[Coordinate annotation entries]
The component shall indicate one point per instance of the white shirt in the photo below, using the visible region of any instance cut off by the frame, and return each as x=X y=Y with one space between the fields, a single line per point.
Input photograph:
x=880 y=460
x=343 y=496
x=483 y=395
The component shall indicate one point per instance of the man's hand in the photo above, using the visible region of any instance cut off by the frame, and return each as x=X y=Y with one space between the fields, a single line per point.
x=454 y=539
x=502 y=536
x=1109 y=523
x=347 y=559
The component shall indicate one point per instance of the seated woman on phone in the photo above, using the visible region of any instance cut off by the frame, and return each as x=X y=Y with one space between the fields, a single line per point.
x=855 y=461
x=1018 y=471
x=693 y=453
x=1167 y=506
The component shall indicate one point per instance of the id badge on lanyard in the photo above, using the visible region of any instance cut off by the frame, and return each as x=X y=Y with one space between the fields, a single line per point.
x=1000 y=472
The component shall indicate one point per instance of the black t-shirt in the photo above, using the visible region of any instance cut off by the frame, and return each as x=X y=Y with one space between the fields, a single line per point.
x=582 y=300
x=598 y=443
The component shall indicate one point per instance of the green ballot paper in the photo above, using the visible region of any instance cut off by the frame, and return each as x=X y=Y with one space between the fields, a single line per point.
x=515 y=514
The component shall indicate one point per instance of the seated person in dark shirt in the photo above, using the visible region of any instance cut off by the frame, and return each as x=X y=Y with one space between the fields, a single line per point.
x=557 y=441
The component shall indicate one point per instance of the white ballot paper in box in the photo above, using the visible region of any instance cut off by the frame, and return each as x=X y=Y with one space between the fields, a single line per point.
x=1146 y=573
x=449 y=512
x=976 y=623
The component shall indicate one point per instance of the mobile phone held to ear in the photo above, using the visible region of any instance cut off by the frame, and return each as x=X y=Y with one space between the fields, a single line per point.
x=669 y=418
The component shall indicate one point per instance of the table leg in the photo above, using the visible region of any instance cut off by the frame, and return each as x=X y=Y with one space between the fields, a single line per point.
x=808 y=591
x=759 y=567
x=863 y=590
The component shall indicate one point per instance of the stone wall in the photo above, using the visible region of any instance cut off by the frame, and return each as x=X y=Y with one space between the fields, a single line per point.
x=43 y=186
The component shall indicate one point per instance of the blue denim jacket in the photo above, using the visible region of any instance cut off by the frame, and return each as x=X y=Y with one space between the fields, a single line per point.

▶ PROBLEM DETAILS
Reproduce every one of the entries above, keeping each line identical to the original.

▶ EXERCISE ANSWER
The component shall indicate one point per instance of the white shirt in the photo below, using the visible region of any instance cut off by the frame, and return each as x=X y=Y with one space between the fields, a single line per point.
Input photograph:
x=880 y=460
x=343 y=496
x=483 y=395
The component shall indicate one point per instance of the man's hand in the photo above, using the visible region of any instance cut off by the frame, and return each as x=X y=Y with one space between the fields, a single line per point.
x=454 y=539
x=502 y=536
x=1109 y=523
x=347 y=559
The component shall indicate one point per instance of the seated woman on phone in the photo above, using the visible region of any instance cut off by the frame, and return each as x=X y=Y with one space between the fields, a single line per point.
x=855 y=461
x=1018 y=471
x=693 y=453
x=1167 y=506
The component shall indicate one point per instance of the id badge on lanyard in the photo above, using the visible region of any instance cut off by the frame, and return each as x=X y=Y with one space between the fields, a single line per point.
x=1000 y=472
The component shall indicate one point per instance of the black t-shirt in the photo above, using the visible region of any instance cut off by the frame, and return each as x=X y=Y with one space between the fields, a single line per point.
x=582 y=300
x=598 y=443
The component shall indicate one point per instance of the green ballot paper in the photo above, using the visible region of any instance cut off by the frame, and return each as x=X y=Y with one space between the fields, a single line per point.
x=515 y=514
The component shall indicate one point per instance of the seated person in dark shirt in the photo above, using the visible region of any instance cut off by the frame, and return each as x=X y=Y with one space between the fields, a single line per point.
x=557 y=441
The component shall indicate one point per instance of the white ballot paper in box in the photo above, using the visible region of any instance cut off by the frame, and return each as x=X y=Y with one space between the fields, a single line per point.
x=1146 y=573
x=449 y=512
x=976 y=623
The component shall indicate one point per instance of the mobile phone held to ear in the photo above, using the visible region of any instance cut off by the frame, and return each as x=X y=Y with one space between the fields, a single line per point.
x=669 y=418
The component shall indicate one point per instance of the table leg in the photo above, using the visible region of any instance cut off by the frame, and return each as x=X y=Y with one space between the fields, a single line per point.
x=808 y=591
x=759 y=567
x=863 y=590
The component shall indicate one point per instance of the stone wall in the photo above, using the visible region of any instance cut off by the frame, and return each as x=X y=Y with one space between the fields, a single line per point.
x=43 y=186
The component shall indicate one point per instance of the blue denim jacket in the photo above, using the visible region of any instance cut off by the frame, and return each as x=X y=Y with one space between the fields, a single line per point.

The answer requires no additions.